**Teks yang ditampilkan**:
————

REPUBLIKA.CO.ID, TEHERAN -- Seorang penasihat utama pemimpin tertinggi Iran Ayatollah Ali Khamenei, Ali Akbar Velayati, mengatakan Iran siap memperkaya uranium di luar level yang ditentukan perjanjian nuklir 2015 atau Joint Comprehensive Plan of Action (JCPOA) dengan tenggat waktu Ahad (7/7).
"Amerika secara langsung dan Eropa secara tidak langsung melanggar kesepakatan," kata Velayati melalui pesan video.
Eropa dalam perjanjian itu belum menawarkan cara bagi Iran untuk menghindari sanksi ekonomi yang diberlakukan Presiden Amerika Serikat (AS) Donald Trump. Semua ini terjadi saat Amerika telah mengirim ribuan tentara, kapal induk, pengebom B-52 berkemampuan nuklir, dan jet tempur canggih ke Timur Tengah.

————

**Informasi sumber**:
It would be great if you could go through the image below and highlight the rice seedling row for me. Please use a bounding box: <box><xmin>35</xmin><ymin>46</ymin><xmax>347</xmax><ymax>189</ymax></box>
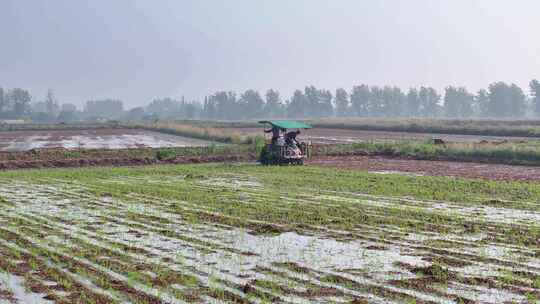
<box><xmin>0</xmin><ymin>165</ymin><xmax>540</xmax><ymax>303</ymax></box>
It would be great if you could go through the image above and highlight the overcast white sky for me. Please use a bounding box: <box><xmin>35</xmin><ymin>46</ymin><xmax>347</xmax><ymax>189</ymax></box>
<box><xmin>0</xmin><ymin>0</ymin><xmax>540</xmax><ymax>107</ymax></box>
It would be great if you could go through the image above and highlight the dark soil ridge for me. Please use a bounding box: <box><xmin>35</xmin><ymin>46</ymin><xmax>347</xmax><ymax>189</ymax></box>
<box><xmin>0</xmin><ymin>155</ymin><xmax>256</xmax><ymax>170</ymax></box>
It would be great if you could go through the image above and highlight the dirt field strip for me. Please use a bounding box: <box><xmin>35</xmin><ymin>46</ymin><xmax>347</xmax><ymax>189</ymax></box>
<box><xmin>308</xmin><ymin>156</ymin><xmax>540</xmax><ymax>181</ymax></box>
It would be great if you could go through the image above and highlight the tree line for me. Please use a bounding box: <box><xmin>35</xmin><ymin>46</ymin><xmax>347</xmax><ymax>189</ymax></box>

————

**Yang harus dikerjakan**:
Tuliskan dengan persis bagian teks tentang uranium Iran di atas, mulai dari "REPUBLIKA.CO.ID, TEHERAN -- Seorang" dan berakhir pada "waktu Ahad (7/7).".

**Jawaban latihan**:
REPUBLIKA.CO.ID, TEHERAN -- Seorang penasihat utama pemimpin tertinggi Iran Ayatollah Ali Khamenei, Ali Akbar Velayati, mengatakan Iran siap memperkaya uranium di luar level yang ditentukan perjanjian nuklir 2015 atau Joint Comprehensive Plan of Action (JCPOA) dengan tenggat waktu Ahad (7/7).